**Passage given:**
Wishy Washy Catholics?

When Lisa and I returned to the Catholic Church, a good friend of ours and member of our evangelical house church, decided to cross over the Tiber with us. Jacob went through RCIA and shortly thereafter moved to South Korea to teach ESL at a Christian school there. While he was in Korea he and a few of his friends felt God stirring their hearts for the families and children ensnared in the human trafficking rings of Southeast Asia. Around a year ago four of them moved to Thailand to minister to and share the Gospel with those vulnerable to the sex trade. Although they are a non-denominational ministry, he has remained committed to his Catholic faith and feels a particularly strong call to build bridges between Catholics and Protestants by uniting in ministry to those in need.

The other day Jacob contacted me on Facebook seeking some insight and advice regarding some frustrating experiences he’s had with other Catholics. As part of his ministry in Thailand, Jacob has been reaching out to Catholic missions and ministries in the area. He explains what he and his friends are doing and seeks out opportunities to combine their efforts and support each other. Two recent encounters served as prime examples of his frustration.

**The input:**
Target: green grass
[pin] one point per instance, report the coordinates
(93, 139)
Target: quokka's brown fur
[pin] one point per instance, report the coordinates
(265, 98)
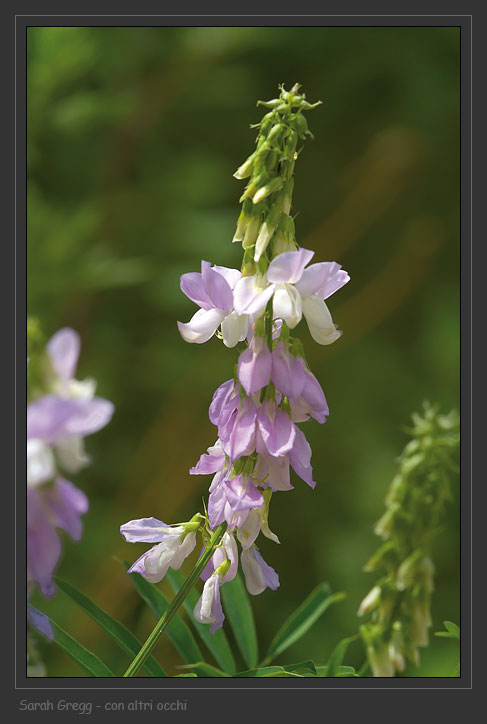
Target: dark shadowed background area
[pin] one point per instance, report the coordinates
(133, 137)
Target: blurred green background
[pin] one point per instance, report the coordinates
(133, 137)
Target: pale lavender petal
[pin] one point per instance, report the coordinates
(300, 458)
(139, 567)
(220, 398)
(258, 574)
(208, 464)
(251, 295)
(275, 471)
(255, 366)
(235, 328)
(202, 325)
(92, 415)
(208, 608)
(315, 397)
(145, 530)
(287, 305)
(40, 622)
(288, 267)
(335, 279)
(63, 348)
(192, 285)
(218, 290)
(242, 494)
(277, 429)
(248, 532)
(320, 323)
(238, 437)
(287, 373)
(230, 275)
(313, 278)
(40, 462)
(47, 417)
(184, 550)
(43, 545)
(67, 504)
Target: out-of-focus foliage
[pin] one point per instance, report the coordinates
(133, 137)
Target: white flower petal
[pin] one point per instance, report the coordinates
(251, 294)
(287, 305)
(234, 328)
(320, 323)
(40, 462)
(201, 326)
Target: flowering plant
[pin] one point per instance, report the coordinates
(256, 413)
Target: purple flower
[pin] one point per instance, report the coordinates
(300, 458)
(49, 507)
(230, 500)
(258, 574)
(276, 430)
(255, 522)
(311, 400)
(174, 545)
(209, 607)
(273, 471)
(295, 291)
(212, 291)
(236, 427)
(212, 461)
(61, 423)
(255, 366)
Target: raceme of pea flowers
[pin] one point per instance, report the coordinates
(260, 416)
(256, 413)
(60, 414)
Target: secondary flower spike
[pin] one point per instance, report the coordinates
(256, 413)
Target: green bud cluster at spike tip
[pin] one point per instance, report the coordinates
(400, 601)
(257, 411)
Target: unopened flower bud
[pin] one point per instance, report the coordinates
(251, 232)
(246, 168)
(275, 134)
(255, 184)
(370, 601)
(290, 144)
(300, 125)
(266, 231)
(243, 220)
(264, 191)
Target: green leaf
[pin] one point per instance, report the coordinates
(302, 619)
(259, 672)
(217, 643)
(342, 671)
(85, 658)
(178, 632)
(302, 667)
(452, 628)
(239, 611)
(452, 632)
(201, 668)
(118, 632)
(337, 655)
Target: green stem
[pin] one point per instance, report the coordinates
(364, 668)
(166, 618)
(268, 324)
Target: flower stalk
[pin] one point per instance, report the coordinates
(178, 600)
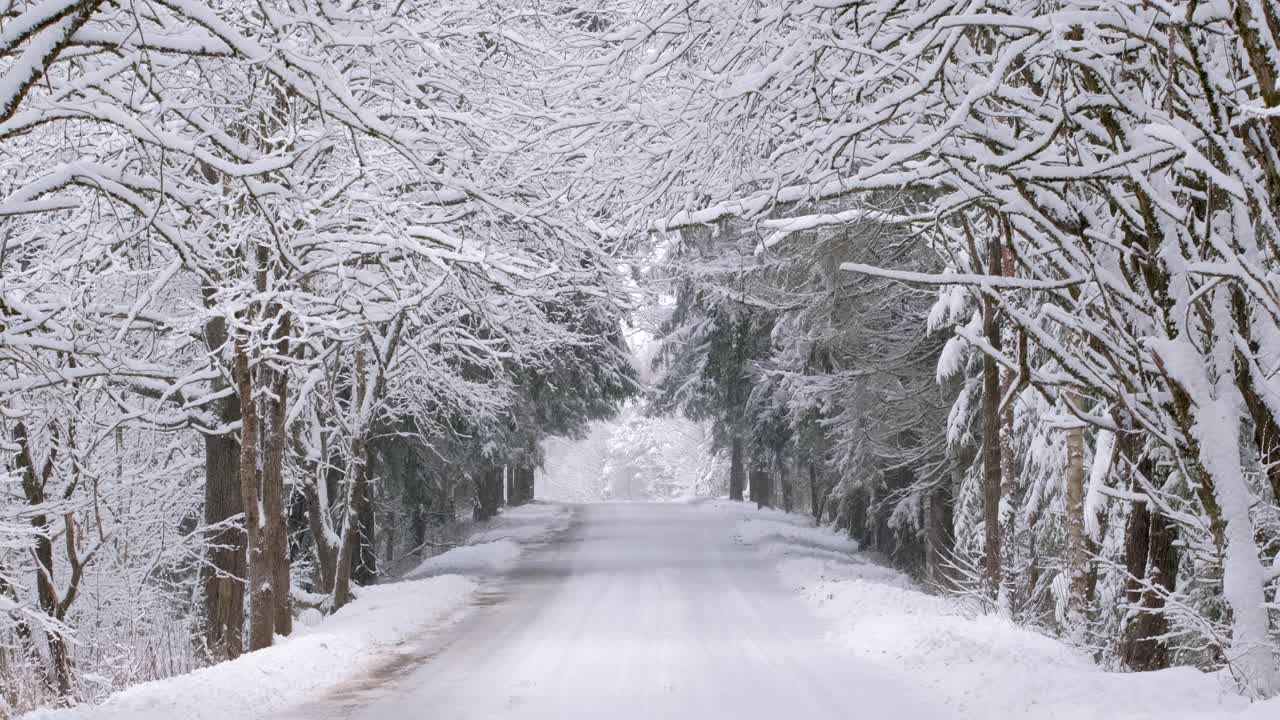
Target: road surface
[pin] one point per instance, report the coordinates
==
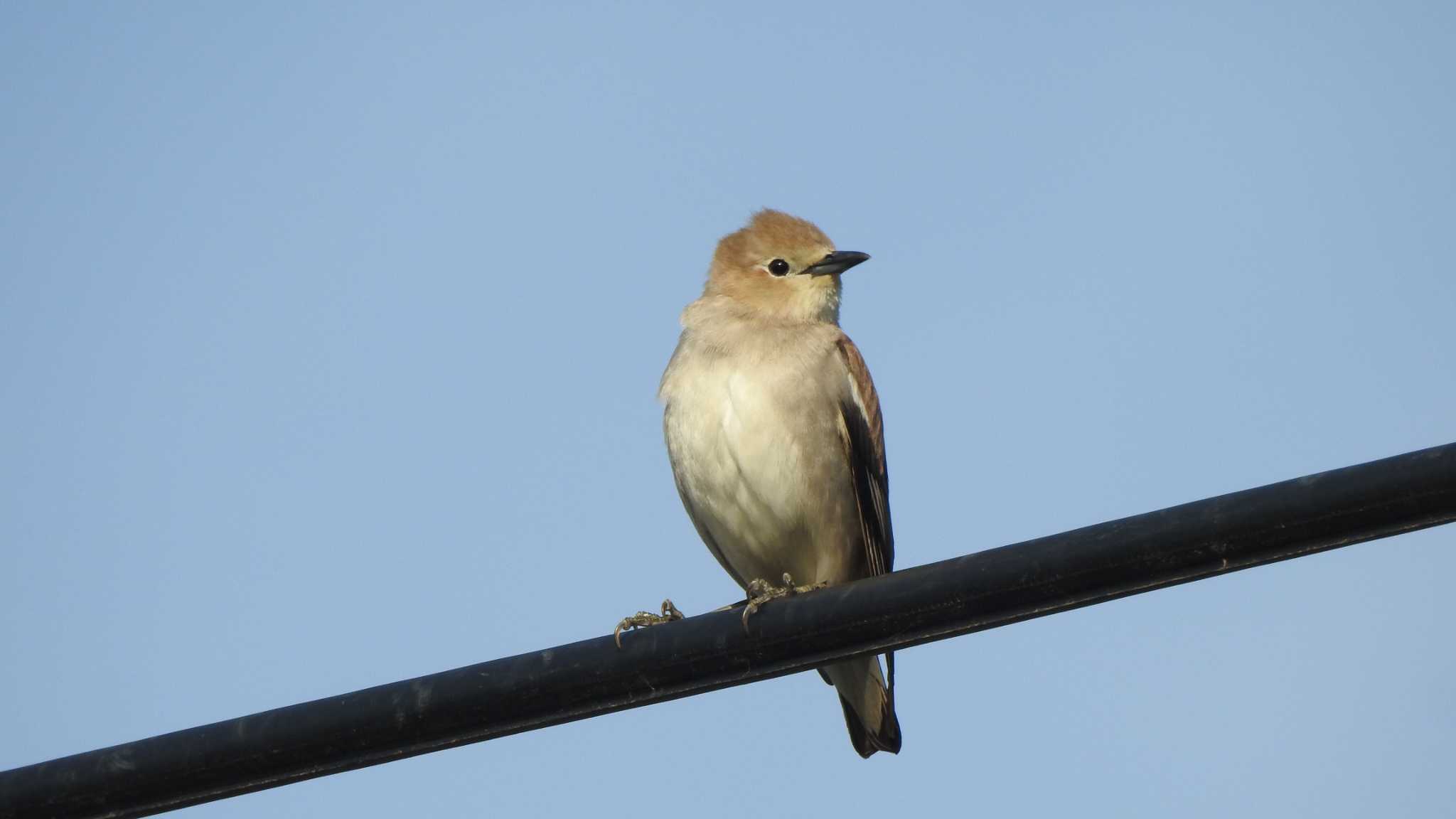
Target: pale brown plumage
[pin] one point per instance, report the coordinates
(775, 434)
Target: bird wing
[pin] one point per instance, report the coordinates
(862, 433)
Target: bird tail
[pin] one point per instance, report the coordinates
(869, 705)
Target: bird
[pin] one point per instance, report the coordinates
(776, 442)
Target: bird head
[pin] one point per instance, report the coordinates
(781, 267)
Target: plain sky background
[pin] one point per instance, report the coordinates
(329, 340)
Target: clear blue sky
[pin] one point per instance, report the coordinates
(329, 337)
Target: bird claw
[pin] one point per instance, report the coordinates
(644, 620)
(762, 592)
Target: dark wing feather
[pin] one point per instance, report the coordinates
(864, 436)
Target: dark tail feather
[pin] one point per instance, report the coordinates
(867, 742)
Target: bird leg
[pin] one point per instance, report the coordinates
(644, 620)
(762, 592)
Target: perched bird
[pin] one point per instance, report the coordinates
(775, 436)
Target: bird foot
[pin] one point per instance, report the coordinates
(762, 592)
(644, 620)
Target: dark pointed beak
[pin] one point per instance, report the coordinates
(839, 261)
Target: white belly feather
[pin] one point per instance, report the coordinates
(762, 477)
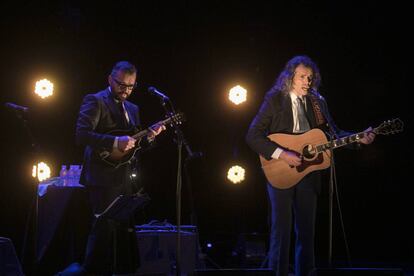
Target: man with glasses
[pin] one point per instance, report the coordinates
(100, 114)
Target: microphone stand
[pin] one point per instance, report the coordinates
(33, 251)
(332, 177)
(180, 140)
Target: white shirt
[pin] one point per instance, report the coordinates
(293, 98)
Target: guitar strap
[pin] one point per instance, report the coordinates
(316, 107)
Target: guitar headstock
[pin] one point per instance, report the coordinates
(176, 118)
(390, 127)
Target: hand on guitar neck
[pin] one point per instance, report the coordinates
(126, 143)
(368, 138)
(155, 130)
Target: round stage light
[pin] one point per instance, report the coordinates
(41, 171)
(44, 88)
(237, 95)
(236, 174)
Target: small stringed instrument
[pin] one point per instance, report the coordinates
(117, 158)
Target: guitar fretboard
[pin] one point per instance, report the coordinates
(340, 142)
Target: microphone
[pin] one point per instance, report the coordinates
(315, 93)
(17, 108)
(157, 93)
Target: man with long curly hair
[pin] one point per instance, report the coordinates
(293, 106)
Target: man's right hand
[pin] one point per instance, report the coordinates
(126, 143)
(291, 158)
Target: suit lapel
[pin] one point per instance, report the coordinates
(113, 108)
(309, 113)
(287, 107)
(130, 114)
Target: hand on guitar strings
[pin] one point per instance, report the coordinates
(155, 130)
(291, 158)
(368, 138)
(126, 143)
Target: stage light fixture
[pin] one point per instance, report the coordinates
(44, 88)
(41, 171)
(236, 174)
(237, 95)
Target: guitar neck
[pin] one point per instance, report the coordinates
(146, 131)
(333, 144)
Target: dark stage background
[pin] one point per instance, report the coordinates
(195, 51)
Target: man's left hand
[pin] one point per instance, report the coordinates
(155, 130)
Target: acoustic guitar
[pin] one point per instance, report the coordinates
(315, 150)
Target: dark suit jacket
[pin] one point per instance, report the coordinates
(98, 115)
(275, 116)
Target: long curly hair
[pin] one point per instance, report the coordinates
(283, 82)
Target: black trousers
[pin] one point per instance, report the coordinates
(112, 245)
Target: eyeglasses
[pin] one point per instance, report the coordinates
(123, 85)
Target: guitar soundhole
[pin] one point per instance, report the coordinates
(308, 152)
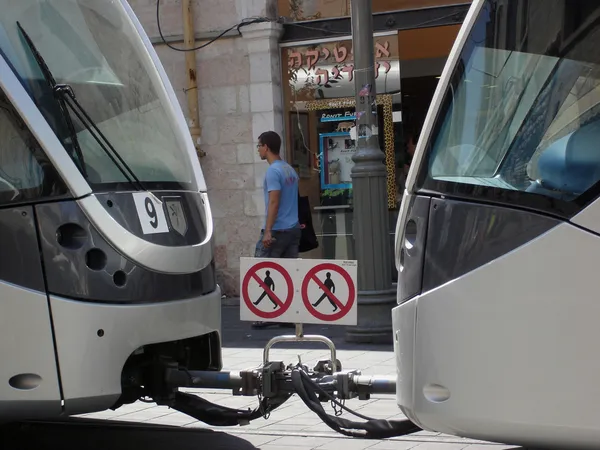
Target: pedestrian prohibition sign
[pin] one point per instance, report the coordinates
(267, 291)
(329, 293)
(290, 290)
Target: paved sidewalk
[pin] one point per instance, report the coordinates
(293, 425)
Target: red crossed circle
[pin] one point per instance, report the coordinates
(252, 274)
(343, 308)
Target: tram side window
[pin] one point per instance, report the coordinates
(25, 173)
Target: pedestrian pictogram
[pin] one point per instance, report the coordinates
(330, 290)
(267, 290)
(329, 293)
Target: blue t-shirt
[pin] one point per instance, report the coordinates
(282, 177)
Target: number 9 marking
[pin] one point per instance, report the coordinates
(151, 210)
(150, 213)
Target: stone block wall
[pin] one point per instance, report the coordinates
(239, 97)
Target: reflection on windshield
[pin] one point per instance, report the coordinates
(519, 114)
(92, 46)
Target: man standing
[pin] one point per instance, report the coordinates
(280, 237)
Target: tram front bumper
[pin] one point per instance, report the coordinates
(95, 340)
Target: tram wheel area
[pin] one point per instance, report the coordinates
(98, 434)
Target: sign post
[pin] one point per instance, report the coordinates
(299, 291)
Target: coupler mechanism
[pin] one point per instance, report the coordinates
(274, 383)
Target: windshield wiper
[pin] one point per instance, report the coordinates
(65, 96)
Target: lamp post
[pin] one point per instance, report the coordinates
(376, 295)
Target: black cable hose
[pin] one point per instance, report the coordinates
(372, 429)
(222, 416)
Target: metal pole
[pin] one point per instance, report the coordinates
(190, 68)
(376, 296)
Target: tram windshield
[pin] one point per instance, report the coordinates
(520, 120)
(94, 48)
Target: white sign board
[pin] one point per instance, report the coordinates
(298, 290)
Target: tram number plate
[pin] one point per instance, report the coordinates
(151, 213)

**Written instruction 1:**
Translate this sentence from the post about Jacob's ministry into Spanish: "He explains what he and his friends are doing and seeks out opportunities to combine their efforts and support each other."
**Written instruction 2:**
List every line of the records that contains the string "tail".
The text and the records have nothing to do with each other.

**Output 1:**
Él explica lo que él y sus amigos están haciendo y busca oportunidades para unir sus esfuerzos y apoyarse mutuamente.

**Output 2:**
Target: bird tail
Target: dark tail feather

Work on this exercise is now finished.